DIE SEITE =>
● ● ● ●

Donnerstag, 25. April 2024

Archiv


Kunst ohne Gattungsgrenzen

Der Maler und Dichter Kurt Schwitters war ein großer Kommunikator und doch introvertiert sowie sensibel. Er entwickelte MERZ eine erweiterte Idee der Collage, eine Kunst die sichtbar mit Konventionen brach.

Von Carmela Thiele | 20.06.2012
    "Ich baue hier ein neues Atelier als sichtbares Zeichen, dass ein neues Leben für mich beginnt. Es muss beginnen, ich bin 50 Jahre alt, da kann man ja noch mal anfangen. Alles in allem ist das Leben so grauenhaft, dass man lieber nie geboren wäre. Mit dieser Prämisse lebt sich's ganz leidlich gut."

    Schreibt Kurt Schwitters, geboren am 20. Juni 1887 in Hannover, aus dem norwegischen Exil an die Amerikanerin Katherine S. Dreier. Die Mäzenin und Künstlerin machte sein Werk in den USA bekannt und schenkte dem Museum of Modern Art ihre Schwitters-Sammlung. Der Avantgardist Schwitters hatte zudem in den 1920er-Jahren mit den Expressionisten und Futuristen in der Sturm-Galerie in Berlin ausgestellt, mit den Surrealisten in Paris. Im Exil war er plötzlich ein Niemand. Dennoch begann er 1937 in der Nähe von Oslo mit seinem zweiten, höhlenartigen Merz-Bau: eine dreidimensionale Collage aus Fundstücken aller Art, die er als zentralen Bestandteil seiner Kunst begriff.

    "Ich nannte meine neue Gestaltung mit prinzipiell jedem Material MERZ. Es ist die zweite Silbe von Kommerz. Es entstand beim Merz-Bild, einem Bilde, auf dem unter abstrakten Formen das Wort MERZ aufgeklebt und ausgeschnitten aus einer Anzeige zu lesen war."

    Das erste Merz-Bild entstand 1919. Auf den Ersten Weltkrieg reagierten die Künstler mit beißender Kritik oder dadaistischer Anti-Kunst. Schwitters las Fragmente des realen Lebens auf, Zeitungsausschnitte, gebrauchte Fahrscheine, Überreste aller Art und klebte sie zu fein abgestimmten Kompositionen zusammen. Der an der Dresdener Akademie ausgebildete Maler zerschnitt dabei zufällig eine Schlagzeile und fand eine neue Welt, die Welt der Collage, des Lautgedichts, MERZ, eine Kunst, die keine Gattungsgrenzen kannte.

    "Kurt Schwitters spricht sein Gedicht: An Anna Blume.
    Oh Du, Geliebte meiner 27 Sinne, ich liebe Dir!
    Du, Deiner, Dich Dir, ich Dir, Du mir, ----wir?
    Das gehört beiläufig nicht hierher."

    Diese Parodie auf die Lyrik prangte 1920 an den Litfaßsäulen von Hannover, das Prinzip "Merz", übertragen auf die Dichtung. Schwitters wurde mit einem Schlag bekannt. Anna Blume wurde in mehrere Sprachen übersetzt. Mit seinen Wortspielen hatte der Künstler den Zeitgeist getroffen.

● ● ● ●

Beschriftungen von Objektpunkten
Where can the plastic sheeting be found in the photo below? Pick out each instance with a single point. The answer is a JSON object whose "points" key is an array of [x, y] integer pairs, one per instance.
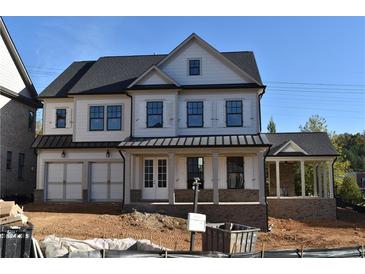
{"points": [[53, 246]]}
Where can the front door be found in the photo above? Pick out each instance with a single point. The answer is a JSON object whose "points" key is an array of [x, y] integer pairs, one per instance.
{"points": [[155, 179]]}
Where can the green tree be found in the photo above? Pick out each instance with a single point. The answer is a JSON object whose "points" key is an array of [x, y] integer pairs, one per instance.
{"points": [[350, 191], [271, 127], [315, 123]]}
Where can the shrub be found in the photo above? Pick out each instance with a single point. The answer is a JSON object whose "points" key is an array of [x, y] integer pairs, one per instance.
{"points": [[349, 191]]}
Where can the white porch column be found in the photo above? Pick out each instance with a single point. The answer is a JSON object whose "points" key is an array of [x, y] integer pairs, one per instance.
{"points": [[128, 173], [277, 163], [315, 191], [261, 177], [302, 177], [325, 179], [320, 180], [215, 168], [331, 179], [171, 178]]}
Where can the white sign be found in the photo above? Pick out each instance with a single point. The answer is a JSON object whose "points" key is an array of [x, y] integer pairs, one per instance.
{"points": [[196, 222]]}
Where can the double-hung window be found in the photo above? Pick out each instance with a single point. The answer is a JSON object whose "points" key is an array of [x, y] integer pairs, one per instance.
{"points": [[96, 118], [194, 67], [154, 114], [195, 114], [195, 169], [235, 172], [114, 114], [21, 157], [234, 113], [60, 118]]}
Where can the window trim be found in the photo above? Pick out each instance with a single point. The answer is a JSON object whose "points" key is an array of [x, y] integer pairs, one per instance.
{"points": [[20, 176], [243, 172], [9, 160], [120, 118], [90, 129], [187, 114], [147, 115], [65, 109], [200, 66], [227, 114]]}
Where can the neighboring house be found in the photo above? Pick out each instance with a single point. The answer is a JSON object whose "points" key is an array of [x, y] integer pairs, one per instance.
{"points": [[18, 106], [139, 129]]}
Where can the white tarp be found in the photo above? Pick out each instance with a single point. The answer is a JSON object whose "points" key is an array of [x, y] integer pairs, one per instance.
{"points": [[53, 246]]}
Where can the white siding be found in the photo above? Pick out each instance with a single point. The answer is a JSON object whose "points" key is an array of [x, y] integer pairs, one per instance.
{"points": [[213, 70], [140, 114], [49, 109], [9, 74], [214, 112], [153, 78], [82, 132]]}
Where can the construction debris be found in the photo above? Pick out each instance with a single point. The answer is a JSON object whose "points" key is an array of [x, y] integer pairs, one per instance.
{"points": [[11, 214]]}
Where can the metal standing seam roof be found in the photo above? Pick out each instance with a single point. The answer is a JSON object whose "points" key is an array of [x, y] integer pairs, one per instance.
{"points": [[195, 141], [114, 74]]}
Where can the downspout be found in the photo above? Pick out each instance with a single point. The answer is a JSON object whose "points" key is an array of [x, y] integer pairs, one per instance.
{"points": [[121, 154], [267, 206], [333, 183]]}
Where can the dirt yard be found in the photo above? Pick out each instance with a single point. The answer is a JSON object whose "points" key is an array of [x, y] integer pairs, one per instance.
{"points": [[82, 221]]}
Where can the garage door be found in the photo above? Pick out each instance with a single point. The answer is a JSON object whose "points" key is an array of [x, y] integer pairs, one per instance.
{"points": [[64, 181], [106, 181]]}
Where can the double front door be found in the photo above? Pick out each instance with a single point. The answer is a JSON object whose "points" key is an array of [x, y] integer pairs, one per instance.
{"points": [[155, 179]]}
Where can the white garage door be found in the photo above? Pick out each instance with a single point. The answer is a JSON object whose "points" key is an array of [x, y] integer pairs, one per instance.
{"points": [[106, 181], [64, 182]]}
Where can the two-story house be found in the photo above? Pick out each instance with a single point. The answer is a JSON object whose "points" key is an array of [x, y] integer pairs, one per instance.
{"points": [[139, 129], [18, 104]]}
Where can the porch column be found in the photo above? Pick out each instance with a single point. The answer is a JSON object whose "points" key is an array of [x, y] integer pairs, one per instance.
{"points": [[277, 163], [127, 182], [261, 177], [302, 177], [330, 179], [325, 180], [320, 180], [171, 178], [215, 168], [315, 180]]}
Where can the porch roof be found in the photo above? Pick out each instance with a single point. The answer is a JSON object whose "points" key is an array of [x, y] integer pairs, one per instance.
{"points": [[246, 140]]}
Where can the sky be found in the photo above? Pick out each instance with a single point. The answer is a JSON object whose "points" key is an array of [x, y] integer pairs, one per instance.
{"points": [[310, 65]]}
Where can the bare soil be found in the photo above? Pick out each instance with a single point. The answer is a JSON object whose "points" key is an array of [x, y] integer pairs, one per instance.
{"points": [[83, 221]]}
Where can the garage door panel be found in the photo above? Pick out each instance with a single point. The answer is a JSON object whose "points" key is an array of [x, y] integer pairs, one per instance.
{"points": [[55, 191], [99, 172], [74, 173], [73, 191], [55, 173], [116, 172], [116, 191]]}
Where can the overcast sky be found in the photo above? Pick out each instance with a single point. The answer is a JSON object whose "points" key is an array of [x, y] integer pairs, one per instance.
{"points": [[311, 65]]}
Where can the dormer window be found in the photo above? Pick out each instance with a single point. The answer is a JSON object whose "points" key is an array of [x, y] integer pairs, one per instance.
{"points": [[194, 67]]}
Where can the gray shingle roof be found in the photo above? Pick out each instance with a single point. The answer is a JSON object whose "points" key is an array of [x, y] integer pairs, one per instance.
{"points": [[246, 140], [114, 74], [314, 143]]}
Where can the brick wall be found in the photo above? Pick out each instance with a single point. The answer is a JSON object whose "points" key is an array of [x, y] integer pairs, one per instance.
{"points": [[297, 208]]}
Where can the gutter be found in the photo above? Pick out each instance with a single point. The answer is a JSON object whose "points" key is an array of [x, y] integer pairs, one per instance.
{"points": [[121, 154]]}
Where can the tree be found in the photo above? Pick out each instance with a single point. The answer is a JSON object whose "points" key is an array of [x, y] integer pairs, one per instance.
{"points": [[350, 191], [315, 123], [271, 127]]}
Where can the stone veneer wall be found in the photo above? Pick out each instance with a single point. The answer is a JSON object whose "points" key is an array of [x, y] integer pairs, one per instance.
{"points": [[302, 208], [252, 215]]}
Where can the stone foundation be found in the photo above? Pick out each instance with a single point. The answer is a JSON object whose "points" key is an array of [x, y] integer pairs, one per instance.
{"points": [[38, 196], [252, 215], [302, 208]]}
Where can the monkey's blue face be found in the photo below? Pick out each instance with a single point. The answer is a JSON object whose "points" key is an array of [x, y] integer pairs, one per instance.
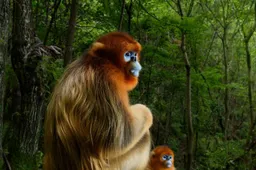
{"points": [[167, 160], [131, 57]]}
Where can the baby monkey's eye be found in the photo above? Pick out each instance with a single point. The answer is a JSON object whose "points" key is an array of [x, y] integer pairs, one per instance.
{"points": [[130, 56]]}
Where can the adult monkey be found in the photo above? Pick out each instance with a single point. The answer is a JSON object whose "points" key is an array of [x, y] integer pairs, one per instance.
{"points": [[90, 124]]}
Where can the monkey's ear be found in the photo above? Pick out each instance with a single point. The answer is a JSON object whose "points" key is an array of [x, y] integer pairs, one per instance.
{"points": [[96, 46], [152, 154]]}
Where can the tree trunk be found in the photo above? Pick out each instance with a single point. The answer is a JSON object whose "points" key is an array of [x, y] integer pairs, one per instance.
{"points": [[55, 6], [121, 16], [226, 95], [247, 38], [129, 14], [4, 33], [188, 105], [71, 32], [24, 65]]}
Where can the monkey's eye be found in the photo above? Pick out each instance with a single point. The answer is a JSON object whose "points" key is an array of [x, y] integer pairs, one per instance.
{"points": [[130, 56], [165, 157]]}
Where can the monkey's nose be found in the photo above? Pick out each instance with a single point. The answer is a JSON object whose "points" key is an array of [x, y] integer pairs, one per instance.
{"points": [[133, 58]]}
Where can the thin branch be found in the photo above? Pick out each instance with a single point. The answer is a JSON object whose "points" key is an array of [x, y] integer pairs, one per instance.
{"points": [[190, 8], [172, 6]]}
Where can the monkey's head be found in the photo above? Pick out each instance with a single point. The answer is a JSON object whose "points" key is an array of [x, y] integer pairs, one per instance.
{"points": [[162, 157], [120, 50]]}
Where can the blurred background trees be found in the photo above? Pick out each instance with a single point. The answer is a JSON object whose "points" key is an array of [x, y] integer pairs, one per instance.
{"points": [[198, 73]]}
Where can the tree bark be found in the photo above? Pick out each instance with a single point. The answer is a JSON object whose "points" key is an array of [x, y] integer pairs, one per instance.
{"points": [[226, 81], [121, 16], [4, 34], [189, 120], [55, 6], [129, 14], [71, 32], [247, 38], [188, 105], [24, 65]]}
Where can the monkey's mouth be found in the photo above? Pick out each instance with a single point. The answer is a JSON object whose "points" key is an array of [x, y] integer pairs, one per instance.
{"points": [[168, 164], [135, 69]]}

● ● ● ●

DIE AUFGABE => Setze den Text über Kurt Schwitters im Anschluss an seinen letzten Satz fort.

ERGEBNIS DER ÜBUNG =>
    "Weißt du es Anna, weißt Du es schon?
    Man kann dich auch von hinten lesen.
    Und du Herrlichste von allen,
    Du bist von hinten wie von vorne:
    A----N----N----A.
    Rindertalg träufelt STREICHELN über meinen Rücken.
    Anna Blume,
    du trophes Tier
    Ich-------liebe-------Dir!"

    Sein schräger Humor öffnete ihm die Türen: "Ich bin Maler, ich nagle meine Bilder." Mit diesen Worten soll sich Kurt Schwitters dem Dadaisten Richard Huelsenbeck vorgestellt haben. Der Merzkünstler nahm nach dem Anna-Blume-Erfolg Kontakt mit der provozierenden Anti-Kunst-Bewegung Dada auf, er freundete sich mit den Vertretern der holländischen und russischen Avantgarde an, unternahm Vortragsreisen, begann in seinem Elternhaus seinen ersten Merzbau, dessen spielerische Materialexperimente bis auf den Dachboden und über den Balkon wucherten. Eine Rekonstruktion ist heute im Sprengel-Museum in Hannover zu sehen.

    Es verwundert nicht, dass Schwitters Werke, die die Konventionen so sichtbar brachen in den "Entartete-Kunst"-Ausstellungen der Nationalsozialisten landeten. 1937 wurde es Zeit für ihn, Deutschland zu verlassen. Im Exil, zunächst in Norwegen und dann in England, litt er unter der mangelnden Anerkennung. Gleichwohl arbeitete er weiter. Schwer herzkrank, versuchte er im Lake District sein Lebenswerk weiterzuführen und begann einen weiteren Merzbau. Sein erster Merzbau war von Bomben zerstört worden; zum zweiten nach Norwegen konnte er aus gesundheitlichen Gründen nicht mehr reisen. Die Lust am Wortspiel verließ Kurt Schwitters auch kurz vor seinem Tode 1948 nicht:

    "Die Gazelle zittert,
    Weil der Löwe brüllt.
    Die Hyäne wittert.
    Doch die KUNST ERFÜLLT."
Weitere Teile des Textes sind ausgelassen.